The exercise: Print all the records exactly, please.

Records provided:
^^^^^^^^^^^^^^^^

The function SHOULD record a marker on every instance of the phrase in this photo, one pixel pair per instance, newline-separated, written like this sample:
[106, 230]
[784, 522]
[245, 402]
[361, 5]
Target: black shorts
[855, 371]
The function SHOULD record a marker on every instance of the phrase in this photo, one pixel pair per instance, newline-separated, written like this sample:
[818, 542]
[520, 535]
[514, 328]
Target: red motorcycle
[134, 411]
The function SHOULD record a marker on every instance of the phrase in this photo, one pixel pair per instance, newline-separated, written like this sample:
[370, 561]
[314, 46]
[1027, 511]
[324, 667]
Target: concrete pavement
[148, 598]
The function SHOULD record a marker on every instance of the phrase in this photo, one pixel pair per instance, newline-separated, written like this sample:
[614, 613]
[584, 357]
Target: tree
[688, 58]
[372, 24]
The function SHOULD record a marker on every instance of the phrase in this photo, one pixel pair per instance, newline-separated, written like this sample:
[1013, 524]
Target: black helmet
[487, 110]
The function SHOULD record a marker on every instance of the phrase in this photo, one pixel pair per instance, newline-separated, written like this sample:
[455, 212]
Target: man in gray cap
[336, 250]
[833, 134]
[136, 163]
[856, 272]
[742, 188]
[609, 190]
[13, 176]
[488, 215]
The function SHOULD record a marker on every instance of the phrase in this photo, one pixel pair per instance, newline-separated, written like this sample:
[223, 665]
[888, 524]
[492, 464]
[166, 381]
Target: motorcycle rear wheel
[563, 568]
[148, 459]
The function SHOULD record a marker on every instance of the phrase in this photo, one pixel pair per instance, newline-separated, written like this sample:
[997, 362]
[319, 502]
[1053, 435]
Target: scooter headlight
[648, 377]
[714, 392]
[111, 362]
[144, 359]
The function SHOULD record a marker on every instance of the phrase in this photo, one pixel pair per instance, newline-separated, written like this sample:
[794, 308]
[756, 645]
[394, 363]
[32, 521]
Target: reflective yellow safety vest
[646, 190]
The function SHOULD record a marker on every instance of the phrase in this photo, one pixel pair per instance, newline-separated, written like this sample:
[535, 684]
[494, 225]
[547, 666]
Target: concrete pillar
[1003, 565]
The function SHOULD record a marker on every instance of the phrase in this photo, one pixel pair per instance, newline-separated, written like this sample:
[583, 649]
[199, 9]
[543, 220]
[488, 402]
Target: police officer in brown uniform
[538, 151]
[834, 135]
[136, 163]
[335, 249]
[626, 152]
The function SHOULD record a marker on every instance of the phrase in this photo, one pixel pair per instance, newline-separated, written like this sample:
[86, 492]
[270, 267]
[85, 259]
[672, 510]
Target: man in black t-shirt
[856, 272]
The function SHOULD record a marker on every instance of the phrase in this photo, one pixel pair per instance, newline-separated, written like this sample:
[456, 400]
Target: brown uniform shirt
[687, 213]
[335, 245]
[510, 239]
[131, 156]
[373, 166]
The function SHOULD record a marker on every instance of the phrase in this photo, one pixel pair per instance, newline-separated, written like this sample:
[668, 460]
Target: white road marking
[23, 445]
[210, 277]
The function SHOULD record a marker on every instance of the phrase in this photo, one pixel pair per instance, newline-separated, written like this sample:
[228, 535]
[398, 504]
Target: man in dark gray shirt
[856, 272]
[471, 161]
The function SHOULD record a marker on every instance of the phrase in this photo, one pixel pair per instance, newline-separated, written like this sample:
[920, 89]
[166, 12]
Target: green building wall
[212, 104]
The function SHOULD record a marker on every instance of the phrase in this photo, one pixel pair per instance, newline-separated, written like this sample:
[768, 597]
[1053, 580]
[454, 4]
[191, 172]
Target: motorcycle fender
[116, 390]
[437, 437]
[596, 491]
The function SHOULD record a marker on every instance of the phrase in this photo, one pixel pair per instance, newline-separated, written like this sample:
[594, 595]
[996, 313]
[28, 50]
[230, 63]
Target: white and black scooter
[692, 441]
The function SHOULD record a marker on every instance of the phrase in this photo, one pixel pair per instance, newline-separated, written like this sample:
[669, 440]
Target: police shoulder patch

^^^^^^^^^^^^^^^^

Solution for this problem:
The function SHOULD record a marker on every instance of the phrase in this photo, one pixel pair per instance, newline-separated, written like this sample:
[106, 230]
[784, 522]
[245, 402]
[361, 5]
Target: black shorts
[855, 371]
The function SHOULD record a marker on every instance of the phrase in this photo, one pixel pair per instance, newline-separated, written like this sample:
[818, 542]
[520, 535]
[514, 328]
Target: red motorcycle
[134, 411]
The function SHOULD record a marker on every instance of the phrase in this photo, one pixel pair per instance, newline-separated, written like this sample:
[370, 561]
[314, 46]
[1027, 511]
[324, 667]
Target: concrete pavement
[148, 598]
The function SHOULD record a marker on every instance of the phrase in this photo, one pixel pair per instance, newline-separated, written like this sample:
[614, 613]
[584, 357]
Target: tree
[688, 58]
[372, 24]
The function SHOULD record a marker on every instance of the phrase in this photo, one pixel pair per instance, newline-separated, written like this sample:
[1013, 524]
Target: black helmet
[487, 110]
The function SHOULD record a marker on every instance of the phrase in this photo, one pixel pair per instance, newline-separated, written like this sample:
[455, 212]
Target: man in gray cap
[336, 250]
[833, 134]
[136, 163]
[856, 272]
[742, 188]
[609, 190]
[13, 176]
[488, 215]
The function SHOULD record a marker on every instance of the phrase in this photo, one pixel pair per instance, newline-separated, written like this sample:
[223, 665]
[888, 524]
[492, 464]
[166, 381]
Target: motorcycle rear wheel
[563, 568]
[148, 459]
The function SHOULD record a marker on every instance of the phrase in this photo, one pixel pair per instance, newline-separated, written like this sample:
[997, 362]
[319, 502]
[1053, 435]
Target: scooter headlight
[648, 377]
[714, 392]
[111, 362]
[144, 359]
The function SHOULD record a marker on every instance of the phrase in this photo, one pixel pair per instance, newline-separated, written like this sample:
[794, 308]
[756, 645]
[394, 363]
[32, 521]
Target: reflective yellow safety vest
[646, 190]
The function SHOULD record a marker on every instance of the phrase in this photo, one pixel pair per instance, newline-separated, written like this sample:
[535, 684]
[494, 225]
[547, 666]
Target: concrete pillar
[1003, 565]
The function SHOULD record a marker on every instance of the phrase in this photo, one pixel pair per instance, newline-separated, written like this sample:
[583, 649]
[199, 9]
[543, 220]
[488, 402]
Target: police officer in brown uniform
[538, 151]
[834, 135]
[136, 163]
[335, 249]
[626, 152]
The function SHOULD record a marker on every instance of the phrase in this photo, one pixel pair per instance, newline-separated, written like this sample:
[86, 492]
[270, 267]
[85, 259]
[672, 510]
Target: man in black t-shirt
[856, 272]
The function SHOULD record a marker on every instance of the phrase in this photo, one pixel pair per instance, newline-separated, written like this sample:
[456, 400]
Target: brown uniform shirt
[687, 213]
[335, 245]
[510, 239]
[131, 156]
[373, 166]
The function SHOULD record a marker on every instance of the phrase in this photo, one pixel pair per instance, newline-separated, written like this sample:
[668, 460]
Target: white road marking
[23, 445]
[210, 277]
The function SHOULD record a marker on every instance of the phrase in this photo, one pixel pair per instance, newline-separated, written like this sample:
[228, 535]
[398, 504]
Target: man in dark gray shirt
[856, 272]
[471, 161]
The function SHOULD record a marker on every instance of the phrase in this photo, one pixel pair per instance, newline-separated, written like this sample:
[920, 89]
[166, 12]
Target: green building wall
[212, 104]
The function SHOULD record a marker on every instance of the phrase in this photo, one pixel pair per instance, newline-separated, written like this sample:
[768, 597]
[1053, 580]
[454, 4]
[191, 172]
Target: motorcycle fender
[116, 390]
[437, 437]
[596, 491]
The function SHOULD record a marker on every instance of the phrase in this photo, one pixel pair per instance, newline-separated, written like this sample:
[594, 595]
[996, 313]
[28, 50]
[230, 63]
Target: white and black scooter
[692, 441]
The function SHOULD record a marker on every instance of the phrase in this photo, one pixel pair per instance, newline-separated, written like this sample:
[669, 440]
Target: police shoulder patch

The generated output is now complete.